##### Zu untersuchender Text
Ein Klaps auf den Po, hat angeblich noch niemandem geschadet. Siehst du das anders?
Ja, absolut! Ein Klaps auf den Po führt niemals zu Verständnis des scheinbaren Fehlverhaltens. Das Kind kann diese komplexen Zusammenhänge noch nicht erfassen. Der Klaps auf den Po führt ausschließlich zu Vertrauensverlust und Ohnmachtsgefühlen.
Doch warum werden diese Methoden noch immer eingesetzt?
Weil sie viele Eltern als wirkungsvoll erleben und sich häufig nicht anders zu helfen wissen. Meist haben die betroffenen Eltern selbst in ihrer Kindheit körperliche oder psychische Gewalt erfahren, so dass sie diese Methoden als normal bewerten und übernehmen, ohne sie jemals in Frage zu stellen. Doch ein Kind, das Gewalt erlebt hat, wird niemals „funktionieren“ weil es eine Einsicht entwickelt hat. Vielmehr ist es eingeschüchtert und wird sich von nun an aus Angst vor Verlust der Bindung anpassen und somit nur scheinbar funktionieren.
##########
##### Bereitgestelltes Material
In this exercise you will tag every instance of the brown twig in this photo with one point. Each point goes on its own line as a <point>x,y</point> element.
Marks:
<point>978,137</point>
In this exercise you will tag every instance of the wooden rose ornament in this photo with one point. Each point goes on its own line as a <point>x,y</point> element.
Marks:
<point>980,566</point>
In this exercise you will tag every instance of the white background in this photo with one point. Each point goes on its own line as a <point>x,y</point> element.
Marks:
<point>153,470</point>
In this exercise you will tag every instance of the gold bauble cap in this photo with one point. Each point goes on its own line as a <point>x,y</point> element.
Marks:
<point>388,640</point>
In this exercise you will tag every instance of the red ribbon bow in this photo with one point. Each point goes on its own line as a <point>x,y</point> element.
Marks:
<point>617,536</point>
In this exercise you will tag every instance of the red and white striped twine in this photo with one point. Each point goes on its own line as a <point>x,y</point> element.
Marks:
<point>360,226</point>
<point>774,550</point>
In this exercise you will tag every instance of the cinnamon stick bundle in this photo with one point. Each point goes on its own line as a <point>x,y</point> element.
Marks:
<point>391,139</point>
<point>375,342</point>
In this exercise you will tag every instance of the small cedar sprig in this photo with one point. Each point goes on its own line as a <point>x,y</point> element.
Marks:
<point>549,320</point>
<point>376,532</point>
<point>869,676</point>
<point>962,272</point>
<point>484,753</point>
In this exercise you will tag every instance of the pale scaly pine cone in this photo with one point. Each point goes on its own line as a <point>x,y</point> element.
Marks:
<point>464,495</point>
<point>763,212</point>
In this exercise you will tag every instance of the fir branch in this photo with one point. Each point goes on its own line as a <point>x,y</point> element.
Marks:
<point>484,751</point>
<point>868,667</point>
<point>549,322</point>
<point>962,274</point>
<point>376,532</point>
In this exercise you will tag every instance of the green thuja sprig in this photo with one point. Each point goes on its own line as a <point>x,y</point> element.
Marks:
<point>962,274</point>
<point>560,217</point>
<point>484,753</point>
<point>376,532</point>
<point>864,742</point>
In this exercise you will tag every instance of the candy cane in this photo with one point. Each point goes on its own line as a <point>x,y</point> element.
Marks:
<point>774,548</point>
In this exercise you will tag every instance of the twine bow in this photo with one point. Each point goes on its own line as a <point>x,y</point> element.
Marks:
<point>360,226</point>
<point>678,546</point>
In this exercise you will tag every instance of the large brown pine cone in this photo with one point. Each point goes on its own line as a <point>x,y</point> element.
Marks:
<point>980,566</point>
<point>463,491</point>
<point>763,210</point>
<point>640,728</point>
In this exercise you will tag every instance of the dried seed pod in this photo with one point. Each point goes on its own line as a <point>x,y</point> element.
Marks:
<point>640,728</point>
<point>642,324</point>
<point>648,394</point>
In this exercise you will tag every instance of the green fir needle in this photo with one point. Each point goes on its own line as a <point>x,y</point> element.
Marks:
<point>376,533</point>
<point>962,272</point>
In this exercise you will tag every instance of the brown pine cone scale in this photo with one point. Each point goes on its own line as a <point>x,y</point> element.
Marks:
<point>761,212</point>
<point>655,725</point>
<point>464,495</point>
##########
##### Bereitgestelltes Material
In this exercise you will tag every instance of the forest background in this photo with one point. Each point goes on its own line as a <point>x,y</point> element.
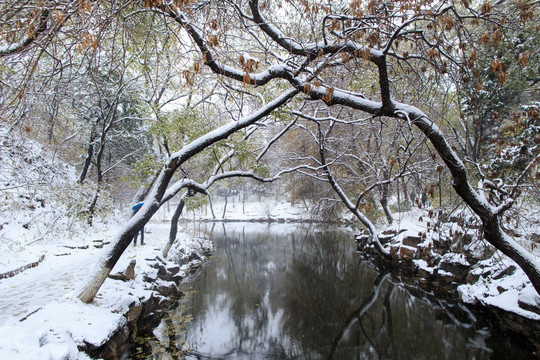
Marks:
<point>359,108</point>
##########
##### Bereitgestelltes Material
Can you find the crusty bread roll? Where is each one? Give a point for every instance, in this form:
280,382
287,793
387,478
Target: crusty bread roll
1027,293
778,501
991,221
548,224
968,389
##########
## [Deine Aufgaben]
1. Welchen Grund nennt der Text über den Klaps auf den Po dafür, dass viele Eltern solche Methoden noch immer einsetzen?
2. Stimmen die folgenden Aussagen mit dem Text über den Klaps auf den Po überein? Antworte jeweils mit Ja oder Nein und zitiere die entscheidenden Worte.
(a) Ein Kind kann die Zusammenhänge hinter einem Klaps noch nicht erfassen.
(b) Ein Kind, das Gewalt erlebt hat, funktioniert danach, weil es Einsicht entwickelt hat.
(c) Die betroffenen Eltern haben meist selbst in ihrer Kindheit Gewalt erfahren.

## [Lösungen in Reihenfolge]
1. Viele Eltern erleben sie als wirkungsvoll und wissen sich häufig nicht anders zu helfen.

2.
(a) Ja: „Das Kind kann diese komplexen Zusammenhänge noch nicht erfassen.“
(b) Nein: „wird niemals „funktionieren“ weil es eine Einsicht entwickelt hat“
(c) Ja: „Meist haben die betroffenen Eltern selbst in ihrer Kindheit körperliche oder psychische Gewalt erfahren“